TASK STATEMENT: Rewrite everything in the tulip article from "Variegated Tulips: Beauty" down to "beautifully variegated tulips.", changing "mania" to "craze".

EXTRACT PROVIDED:
-=-=-=-=-

Friday, April 13, 2018

Variegated Tulips: Beauty From a Virus By Olivia Tracy

Variegated Tulip (Tulipa), likely “Tulip Yellow Spring Green.” Photo courtesy of Olivia Tracy.

Have you ever seen tulips like these, tulips that look like they’ve been ‘painted’ with multiple colors? Many people love the look of these variegated tulips, and they’ve been popular since the 1600s, when Holland went mad for variegated tulip varieties and tulip speculation (and tulip prices) skyrocketed.1 While we don’t have this mania today, we can still buy varieties like Rembrandt, Princess Irene, Kaufmanniana and many others that promise beautifully variegated tulips.

-=-=-=-=-

[Region pointing entries]
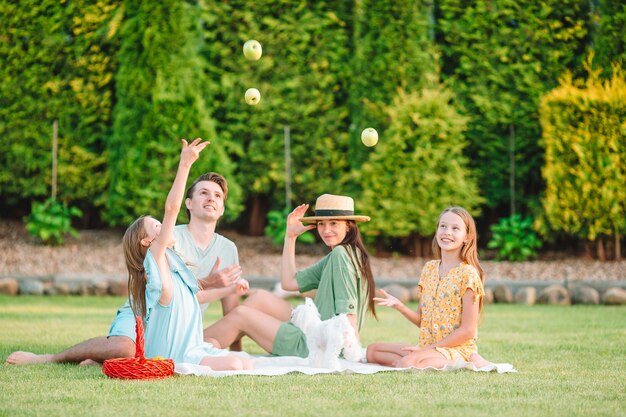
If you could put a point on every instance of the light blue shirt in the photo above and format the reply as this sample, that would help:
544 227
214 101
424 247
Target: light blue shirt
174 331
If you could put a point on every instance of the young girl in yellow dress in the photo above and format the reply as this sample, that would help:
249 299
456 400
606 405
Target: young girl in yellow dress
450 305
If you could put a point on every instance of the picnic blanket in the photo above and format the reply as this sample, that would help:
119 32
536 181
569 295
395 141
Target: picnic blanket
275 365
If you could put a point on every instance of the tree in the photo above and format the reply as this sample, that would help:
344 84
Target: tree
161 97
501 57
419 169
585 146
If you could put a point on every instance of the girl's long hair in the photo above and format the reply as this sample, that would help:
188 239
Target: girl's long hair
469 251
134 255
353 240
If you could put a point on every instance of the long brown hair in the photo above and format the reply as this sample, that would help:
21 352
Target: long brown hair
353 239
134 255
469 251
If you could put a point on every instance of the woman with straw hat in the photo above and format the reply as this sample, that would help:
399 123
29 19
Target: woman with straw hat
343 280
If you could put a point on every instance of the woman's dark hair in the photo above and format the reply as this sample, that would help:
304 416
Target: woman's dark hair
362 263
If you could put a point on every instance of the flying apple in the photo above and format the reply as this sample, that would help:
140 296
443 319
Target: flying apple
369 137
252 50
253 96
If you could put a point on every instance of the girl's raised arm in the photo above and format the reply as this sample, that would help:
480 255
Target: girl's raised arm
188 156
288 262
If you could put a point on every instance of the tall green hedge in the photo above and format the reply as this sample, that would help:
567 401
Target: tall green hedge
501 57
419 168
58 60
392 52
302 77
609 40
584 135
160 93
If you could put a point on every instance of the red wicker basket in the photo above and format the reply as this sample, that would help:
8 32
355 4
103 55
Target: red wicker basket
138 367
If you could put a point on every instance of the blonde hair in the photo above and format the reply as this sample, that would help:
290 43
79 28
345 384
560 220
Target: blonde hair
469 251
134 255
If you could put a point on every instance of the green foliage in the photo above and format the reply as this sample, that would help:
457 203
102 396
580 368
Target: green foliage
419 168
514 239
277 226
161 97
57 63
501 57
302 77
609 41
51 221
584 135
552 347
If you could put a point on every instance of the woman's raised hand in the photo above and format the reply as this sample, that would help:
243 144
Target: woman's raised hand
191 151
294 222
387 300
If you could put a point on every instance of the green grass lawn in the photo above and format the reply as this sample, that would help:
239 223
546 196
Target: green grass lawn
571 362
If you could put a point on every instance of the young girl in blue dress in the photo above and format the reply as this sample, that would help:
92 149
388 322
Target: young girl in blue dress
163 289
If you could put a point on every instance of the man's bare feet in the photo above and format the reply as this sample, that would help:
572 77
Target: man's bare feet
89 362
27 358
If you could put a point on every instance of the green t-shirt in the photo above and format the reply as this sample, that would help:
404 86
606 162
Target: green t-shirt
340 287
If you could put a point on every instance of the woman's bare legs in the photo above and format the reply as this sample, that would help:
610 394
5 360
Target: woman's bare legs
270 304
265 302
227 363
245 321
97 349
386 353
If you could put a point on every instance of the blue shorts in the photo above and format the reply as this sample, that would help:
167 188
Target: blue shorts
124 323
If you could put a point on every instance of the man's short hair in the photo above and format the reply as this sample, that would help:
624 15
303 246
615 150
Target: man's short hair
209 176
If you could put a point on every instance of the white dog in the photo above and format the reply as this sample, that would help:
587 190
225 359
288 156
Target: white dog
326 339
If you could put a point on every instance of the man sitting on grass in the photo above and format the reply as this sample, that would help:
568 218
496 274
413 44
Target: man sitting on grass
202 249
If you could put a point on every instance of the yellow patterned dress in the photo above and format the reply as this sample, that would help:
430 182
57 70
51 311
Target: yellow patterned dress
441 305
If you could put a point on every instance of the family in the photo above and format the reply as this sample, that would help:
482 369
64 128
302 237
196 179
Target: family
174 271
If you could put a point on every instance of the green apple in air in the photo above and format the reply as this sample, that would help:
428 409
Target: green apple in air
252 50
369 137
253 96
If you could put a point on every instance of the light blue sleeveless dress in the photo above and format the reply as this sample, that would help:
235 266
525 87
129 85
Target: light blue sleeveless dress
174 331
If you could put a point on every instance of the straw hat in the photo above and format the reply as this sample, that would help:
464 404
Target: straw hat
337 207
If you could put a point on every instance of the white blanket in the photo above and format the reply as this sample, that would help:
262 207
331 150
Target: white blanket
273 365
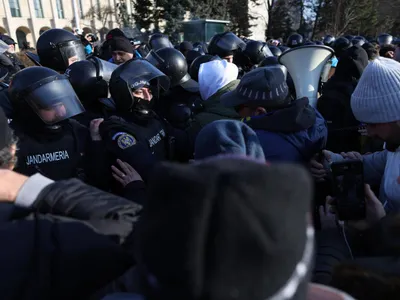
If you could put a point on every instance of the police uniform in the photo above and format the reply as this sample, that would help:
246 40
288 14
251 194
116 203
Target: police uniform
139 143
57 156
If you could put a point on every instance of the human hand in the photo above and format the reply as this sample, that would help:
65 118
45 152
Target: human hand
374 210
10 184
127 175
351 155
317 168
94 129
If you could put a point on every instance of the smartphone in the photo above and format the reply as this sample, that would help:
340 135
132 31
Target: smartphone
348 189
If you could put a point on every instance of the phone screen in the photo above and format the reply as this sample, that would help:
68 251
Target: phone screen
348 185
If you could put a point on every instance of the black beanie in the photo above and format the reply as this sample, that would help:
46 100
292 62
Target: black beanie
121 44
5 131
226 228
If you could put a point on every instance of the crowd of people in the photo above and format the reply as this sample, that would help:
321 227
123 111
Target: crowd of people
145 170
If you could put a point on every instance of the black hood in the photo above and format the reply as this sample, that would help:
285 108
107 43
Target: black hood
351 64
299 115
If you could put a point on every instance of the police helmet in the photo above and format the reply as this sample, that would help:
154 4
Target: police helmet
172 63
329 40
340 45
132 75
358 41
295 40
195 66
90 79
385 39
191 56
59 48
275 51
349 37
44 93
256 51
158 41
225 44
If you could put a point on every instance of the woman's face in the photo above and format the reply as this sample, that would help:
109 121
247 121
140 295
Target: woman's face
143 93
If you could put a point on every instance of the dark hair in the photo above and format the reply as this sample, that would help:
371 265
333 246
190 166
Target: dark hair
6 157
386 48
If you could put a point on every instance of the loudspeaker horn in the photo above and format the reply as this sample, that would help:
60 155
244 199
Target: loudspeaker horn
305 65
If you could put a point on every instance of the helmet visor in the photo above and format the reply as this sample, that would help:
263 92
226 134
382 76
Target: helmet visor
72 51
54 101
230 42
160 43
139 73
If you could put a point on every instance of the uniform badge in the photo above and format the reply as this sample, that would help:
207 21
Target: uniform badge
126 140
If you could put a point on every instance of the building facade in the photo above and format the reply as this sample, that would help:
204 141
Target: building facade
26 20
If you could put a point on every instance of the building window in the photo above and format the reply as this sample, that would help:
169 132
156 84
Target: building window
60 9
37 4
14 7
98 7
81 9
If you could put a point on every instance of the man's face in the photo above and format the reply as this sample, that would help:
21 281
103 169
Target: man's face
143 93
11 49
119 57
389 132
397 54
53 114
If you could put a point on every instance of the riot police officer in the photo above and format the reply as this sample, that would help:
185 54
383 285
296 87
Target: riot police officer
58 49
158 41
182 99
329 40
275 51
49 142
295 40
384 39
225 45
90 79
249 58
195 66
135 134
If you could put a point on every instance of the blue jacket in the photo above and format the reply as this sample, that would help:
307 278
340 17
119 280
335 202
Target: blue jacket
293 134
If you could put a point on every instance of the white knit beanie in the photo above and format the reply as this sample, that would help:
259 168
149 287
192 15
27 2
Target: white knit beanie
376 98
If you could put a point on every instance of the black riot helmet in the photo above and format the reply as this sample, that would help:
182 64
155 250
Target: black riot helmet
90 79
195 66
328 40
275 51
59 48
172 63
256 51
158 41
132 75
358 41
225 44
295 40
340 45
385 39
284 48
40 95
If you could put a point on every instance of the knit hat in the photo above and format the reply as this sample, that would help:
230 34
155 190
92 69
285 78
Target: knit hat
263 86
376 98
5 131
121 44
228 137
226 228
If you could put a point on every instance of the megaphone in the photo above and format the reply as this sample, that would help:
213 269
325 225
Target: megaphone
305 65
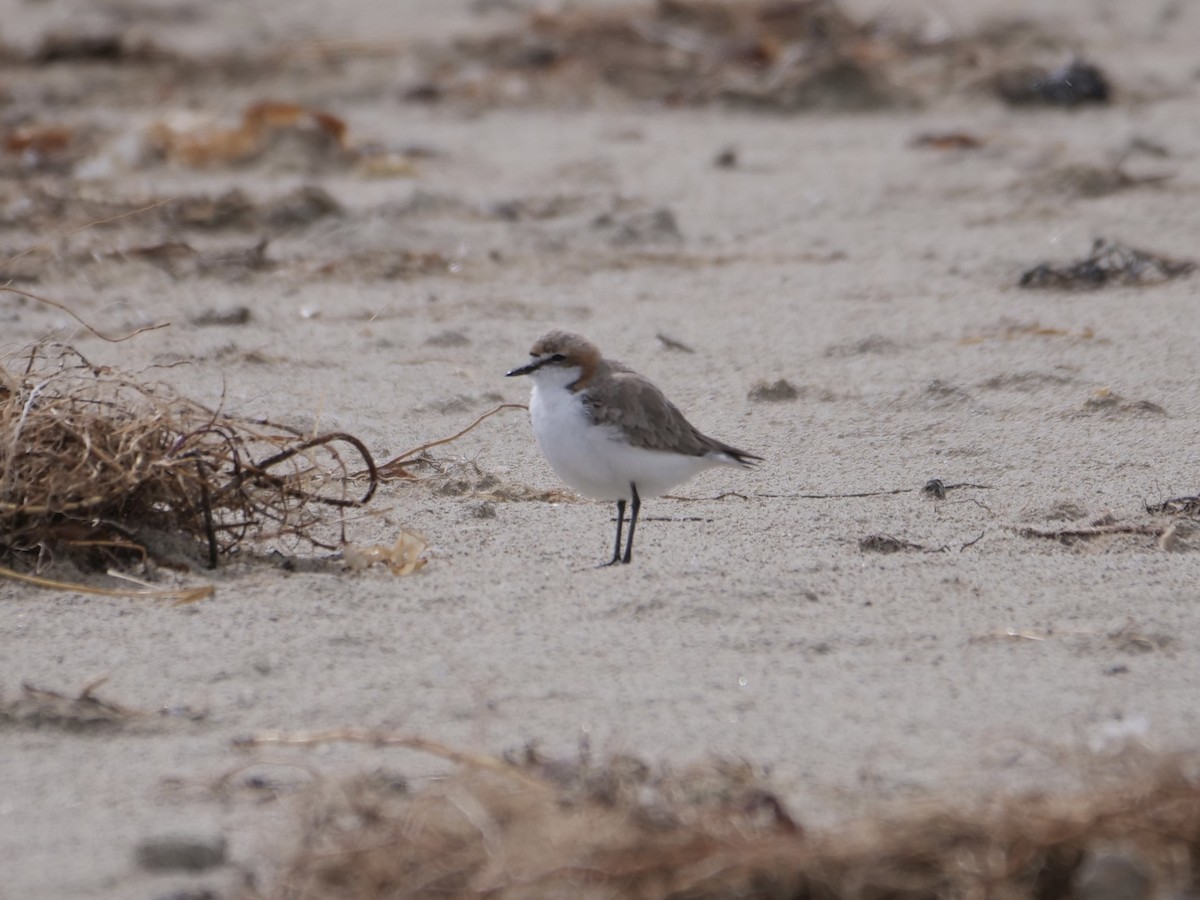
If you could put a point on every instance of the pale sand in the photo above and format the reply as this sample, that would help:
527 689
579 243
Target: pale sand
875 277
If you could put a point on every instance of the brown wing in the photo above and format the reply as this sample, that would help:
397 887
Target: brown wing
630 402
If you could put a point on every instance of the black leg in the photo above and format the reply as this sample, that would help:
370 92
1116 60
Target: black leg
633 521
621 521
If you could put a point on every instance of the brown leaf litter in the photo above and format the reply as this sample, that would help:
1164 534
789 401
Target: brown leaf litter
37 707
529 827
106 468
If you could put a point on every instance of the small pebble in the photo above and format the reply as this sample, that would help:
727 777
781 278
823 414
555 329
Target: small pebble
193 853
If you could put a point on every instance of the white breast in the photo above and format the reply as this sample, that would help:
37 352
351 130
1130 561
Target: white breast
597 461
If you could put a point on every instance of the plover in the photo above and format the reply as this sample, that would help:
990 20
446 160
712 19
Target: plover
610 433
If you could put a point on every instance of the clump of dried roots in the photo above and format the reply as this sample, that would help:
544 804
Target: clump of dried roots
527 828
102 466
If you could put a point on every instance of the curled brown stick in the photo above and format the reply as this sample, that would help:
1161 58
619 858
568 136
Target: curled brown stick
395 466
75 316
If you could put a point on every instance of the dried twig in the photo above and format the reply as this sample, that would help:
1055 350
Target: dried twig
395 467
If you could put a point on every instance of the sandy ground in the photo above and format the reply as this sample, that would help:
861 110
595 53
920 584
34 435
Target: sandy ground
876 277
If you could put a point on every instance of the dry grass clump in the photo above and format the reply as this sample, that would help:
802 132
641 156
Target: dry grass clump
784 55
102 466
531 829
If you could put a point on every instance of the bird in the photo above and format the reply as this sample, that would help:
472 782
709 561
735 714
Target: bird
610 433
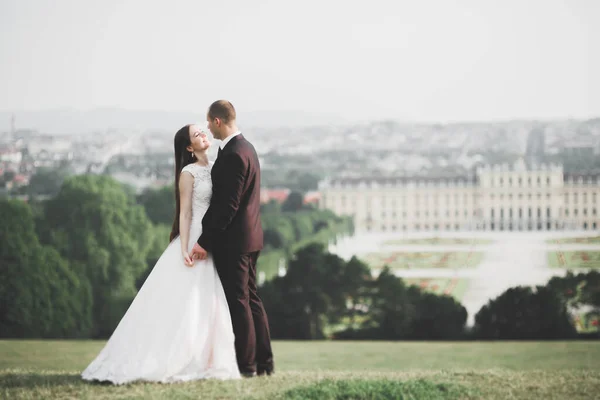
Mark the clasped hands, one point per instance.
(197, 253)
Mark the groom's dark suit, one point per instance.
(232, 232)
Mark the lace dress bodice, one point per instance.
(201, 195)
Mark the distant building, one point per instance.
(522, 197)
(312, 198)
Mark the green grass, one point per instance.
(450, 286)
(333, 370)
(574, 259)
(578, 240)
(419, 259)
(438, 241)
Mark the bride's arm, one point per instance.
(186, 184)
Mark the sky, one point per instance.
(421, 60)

-=-=-=-=-

FINISHED EXERCISE:
Variegated Tulips: Beauty From a Virus By Olivia Tracy

Variegated Tulip (Tulipa), likely “Tulip Yellow Spring Green.” Photo courtesy of Olivia Tracy.

Have you ever seen tulips like these, tulips that look like they’ve been ‘painted’ with multiple colors? Many people love the look of these variegated tulips, and they’ve been popular since the 1600s, when Holland went mad for variegated tulip varieties and tulip speculation (and tulip prices) skyrocketed.1 While we don’t have this craze today, we can still buy varieties like Rembrandt, Princess Irene, Kaufmanniana and many others that promise beautifully variegated tulips.